■ **TASK DESCRIPTION**
Render the lines below as a JSON list of strings, one string per line, with blank lines left out. Leave the pictures out of the answer.

■ **GIVEN RECORDS**

— START —

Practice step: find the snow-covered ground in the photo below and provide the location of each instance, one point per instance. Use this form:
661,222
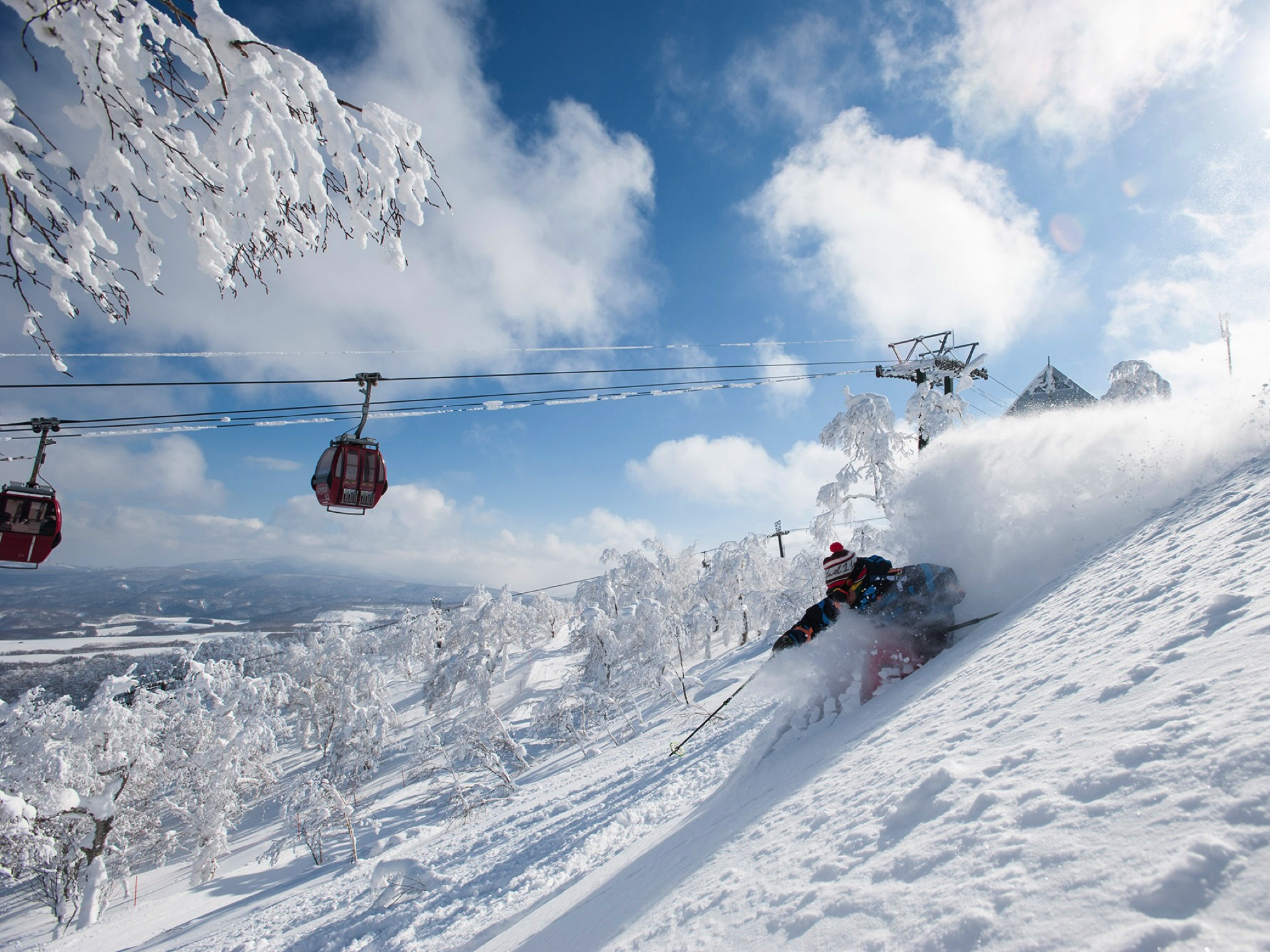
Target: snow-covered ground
1088,771
115,637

— END —

■ **WRITTEN RESPONSE**
[
  "Practice step: find the snow-covered ground in the photo below and provide the location of each instance, one point per instance. Use this form:",
  "661,222",
  "Target: snow-covered ground",
  "1088,771",
  "115,637"
]